> Short problem
Locate every line in the data below that contains the word "green", and copy each of those lines in full. The match is case-sensitive.

> Stored records
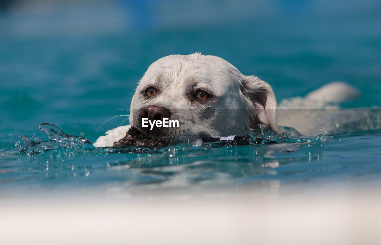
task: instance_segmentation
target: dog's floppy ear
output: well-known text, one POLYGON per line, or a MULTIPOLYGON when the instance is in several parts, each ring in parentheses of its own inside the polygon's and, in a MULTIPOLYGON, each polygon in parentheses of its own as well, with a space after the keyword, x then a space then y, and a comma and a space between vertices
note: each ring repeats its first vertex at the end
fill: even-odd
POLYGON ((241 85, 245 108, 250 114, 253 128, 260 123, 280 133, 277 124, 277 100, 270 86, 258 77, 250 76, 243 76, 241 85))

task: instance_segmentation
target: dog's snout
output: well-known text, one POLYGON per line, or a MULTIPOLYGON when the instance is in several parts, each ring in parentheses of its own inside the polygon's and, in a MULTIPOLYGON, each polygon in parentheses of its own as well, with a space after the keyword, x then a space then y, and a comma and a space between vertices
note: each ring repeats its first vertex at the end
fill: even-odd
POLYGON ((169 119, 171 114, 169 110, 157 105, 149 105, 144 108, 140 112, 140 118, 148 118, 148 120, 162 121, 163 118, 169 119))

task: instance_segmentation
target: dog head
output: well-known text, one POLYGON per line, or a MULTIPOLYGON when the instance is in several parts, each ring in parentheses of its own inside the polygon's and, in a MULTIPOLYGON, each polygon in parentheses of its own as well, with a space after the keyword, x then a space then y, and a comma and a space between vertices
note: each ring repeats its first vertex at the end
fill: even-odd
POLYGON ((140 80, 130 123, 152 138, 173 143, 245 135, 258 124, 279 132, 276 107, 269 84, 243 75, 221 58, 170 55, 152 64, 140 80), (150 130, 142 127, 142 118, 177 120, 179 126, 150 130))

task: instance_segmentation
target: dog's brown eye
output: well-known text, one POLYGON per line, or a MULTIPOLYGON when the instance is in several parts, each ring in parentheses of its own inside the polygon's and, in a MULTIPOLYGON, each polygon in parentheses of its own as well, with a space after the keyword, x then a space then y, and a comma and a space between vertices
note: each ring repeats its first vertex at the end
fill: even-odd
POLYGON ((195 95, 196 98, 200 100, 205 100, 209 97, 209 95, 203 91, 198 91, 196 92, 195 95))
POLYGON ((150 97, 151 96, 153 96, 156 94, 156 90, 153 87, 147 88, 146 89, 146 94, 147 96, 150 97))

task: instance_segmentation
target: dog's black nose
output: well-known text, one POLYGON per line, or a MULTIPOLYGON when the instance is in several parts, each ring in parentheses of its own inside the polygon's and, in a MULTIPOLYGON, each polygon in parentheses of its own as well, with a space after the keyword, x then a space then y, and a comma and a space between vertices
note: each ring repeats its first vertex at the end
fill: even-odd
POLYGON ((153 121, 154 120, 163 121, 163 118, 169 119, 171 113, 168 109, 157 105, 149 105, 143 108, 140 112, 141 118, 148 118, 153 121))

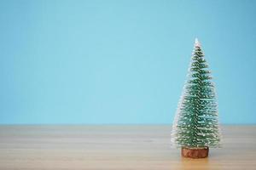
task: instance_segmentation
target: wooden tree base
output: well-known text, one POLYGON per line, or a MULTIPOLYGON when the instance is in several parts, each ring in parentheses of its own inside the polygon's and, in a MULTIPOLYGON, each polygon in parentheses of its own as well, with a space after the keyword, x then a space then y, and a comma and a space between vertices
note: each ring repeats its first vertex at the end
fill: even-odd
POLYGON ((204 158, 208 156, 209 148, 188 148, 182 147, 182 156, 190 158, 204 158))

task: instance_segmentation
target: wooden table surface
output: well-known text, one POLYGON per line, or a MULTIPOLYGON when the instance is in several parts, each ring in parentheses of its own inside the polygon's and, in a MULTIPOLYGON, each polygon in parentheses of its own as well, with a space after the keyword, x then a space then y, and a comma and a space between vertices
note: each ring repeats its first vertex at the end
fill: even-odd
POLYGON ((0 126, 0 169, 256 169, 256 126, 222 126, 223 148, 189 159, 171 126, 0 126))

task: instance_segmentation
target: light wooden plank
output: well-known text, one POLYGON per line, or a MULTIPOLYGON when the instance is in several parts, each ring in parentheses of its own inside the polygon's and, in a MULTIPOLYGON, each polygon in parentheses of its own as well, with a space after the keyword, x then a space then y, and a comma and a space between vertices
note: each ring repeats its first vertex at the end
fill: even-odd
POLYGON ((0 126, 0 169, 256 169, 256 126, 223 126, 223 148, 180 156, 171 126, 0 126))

--

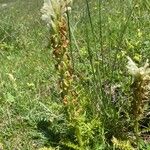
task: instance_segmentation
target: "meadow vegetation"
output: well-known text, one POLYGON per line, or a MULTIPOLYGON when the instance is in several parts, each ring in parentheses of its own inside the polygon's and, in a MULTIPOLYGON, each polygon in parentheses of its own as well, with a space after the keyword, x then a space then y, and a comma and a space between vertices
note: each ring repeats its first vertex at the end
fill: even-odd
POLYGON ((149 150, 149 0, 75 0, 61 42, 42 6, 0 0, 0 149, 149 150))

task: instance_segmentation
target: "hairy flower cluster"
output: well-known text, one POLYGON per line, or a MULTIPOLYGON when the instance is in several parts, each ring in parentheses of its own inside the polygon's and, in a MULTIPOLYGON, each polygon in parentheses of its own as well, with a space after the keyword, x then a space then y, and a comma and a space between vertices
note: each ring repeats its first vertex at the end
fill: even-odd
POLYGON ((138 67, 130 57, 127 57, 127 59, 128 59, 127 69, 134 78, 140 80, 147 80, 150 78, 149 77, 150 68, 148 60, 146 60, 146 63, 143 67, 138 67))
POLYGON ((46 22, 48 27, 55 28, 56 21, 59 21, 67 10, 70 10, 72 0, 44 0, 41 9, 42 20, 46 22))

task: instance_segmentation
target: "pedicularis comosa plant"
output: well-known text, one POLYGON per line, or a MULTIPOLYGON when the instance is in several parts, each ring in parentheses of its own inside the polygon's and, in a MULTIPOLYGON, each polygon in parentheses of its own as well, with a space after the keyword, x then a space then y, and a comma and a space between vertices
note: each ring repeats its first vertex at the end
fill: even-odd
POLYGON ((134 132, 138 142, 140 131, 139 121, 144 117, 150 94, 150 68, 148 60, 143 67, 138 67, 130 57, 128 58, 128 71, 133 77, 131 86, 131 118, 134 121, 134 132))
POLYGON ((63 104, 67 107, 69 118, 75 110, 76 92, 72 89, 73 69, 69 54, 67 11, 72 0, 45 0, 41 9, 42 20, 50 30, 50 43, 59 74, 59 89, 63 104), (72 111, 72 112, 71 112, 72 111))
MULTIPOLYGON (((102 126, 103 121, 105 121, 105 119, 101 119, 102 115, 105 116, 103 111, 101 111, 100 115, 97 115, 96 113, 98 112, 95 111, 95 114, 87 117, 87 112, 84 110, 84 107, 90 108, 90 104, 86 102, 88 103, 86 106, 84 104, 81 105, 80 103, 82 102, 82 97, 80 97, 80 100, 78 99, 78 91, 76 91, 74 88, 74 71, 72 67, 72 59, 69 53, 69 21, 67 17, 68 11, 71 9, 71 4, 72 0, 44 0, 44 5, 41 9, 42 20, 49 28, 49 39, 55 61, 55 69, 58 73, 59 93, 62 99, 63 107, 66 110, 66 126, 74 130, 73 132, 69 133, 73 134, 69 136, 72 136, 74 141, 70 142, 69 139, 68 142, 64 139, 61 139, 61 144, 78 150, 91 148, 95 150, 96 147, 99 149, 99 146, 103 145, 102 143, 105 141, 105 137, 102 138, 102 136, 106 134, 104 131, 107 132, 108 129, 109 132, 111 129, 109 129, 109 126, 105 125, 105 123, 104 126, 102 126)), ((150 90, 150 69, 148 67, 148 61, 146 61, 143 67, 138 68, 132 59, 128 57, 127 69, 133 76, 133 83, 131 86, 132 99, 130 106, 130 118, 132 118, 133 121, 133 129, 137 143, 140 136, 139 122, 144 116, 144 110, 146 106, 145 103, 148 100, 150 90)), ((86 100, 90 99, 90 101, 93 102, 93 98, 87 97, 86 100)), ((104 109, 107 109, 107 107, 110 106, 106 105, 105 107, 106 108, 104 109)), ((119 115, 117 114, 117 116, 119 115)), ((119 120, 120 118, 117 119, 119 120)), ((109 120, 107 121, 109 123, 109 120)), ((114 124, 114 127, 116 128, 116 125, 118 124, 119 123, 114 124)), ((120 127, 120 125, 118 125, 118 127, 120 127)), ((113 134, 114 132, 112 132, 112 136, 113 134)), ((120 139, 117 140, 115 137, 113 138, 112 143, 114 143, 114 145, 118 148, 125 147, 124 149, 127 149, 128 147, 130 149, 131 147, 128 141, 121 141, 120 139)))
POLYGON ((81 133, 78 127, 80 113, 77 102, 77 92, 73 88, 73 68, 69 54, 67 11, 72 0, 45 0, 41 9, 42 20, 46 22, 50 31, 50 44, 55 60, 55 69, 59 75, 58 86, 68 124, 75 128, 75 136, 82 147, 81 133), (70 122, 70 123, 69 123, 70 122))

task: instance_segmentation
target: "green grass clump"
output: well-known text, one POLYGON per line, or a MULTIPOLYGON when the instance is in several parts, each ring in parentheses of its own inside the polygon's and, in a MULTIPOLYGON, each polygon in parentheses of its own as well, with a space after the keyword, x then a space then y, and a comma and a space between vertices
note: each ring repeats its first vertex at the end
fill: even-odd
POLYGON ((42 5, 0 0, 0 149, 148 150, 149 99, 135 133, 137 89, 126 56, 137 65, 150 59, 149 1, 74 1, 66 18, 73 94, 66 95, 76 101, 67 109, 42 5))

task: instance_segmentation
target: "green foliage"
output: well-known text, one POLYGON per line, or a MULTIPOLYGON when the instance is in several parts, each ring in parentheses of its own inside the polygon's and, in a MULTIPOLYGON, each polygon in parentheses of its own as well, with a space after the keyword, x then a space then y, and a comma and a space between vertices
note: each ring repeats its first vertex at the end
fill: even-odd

==

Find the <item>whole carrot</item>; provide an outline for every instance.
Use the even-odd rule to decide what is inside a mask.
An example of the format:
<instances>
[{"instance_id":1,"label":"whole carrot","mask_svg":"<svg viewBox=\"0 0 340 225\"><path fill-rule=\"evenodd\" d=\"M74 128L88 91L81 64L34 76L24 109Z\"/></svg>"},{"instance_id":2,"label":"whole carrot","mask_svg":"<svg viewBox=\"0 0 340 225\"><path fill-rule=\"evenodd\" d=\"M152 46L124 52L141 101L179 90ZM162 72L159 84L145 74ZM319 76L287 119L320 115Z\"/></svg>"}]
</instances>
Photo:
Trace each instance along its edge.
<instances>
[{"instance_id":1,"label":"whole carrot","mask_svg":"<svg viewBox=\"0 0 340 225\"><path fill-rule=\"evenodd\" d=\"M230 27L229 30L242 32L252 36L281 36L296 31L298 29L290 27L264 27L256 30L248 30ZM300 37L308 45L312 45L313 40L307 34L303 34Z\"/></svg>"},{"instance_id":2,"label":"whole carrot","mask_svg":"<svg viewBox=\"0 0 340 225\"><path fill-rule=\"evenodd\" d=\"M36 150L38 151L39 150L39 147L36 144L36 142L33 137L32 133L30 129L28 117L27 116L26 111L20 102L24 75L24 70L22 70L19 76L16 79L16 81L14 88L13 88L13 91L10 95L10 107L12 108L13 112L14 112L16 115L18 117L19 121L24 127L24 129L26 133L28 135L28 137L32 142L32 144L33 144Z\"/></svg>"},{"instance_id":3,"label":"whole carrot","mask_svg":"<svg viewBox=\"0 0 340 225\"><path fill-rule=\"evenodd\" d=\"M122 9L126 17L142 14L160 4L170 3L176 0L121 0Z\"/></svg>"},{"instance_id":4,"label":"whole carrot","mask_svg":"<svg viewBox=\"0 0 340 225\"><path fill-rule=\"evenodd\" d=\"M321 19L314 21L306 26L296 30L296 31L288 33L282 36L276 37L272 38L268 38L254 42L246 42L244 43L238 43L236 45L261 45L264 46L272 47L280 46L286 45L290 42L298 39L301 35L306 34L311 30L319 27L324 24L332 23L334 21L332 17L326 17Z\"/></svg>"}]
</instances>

> Task response
target: "green grass clump"
target: "green foliage"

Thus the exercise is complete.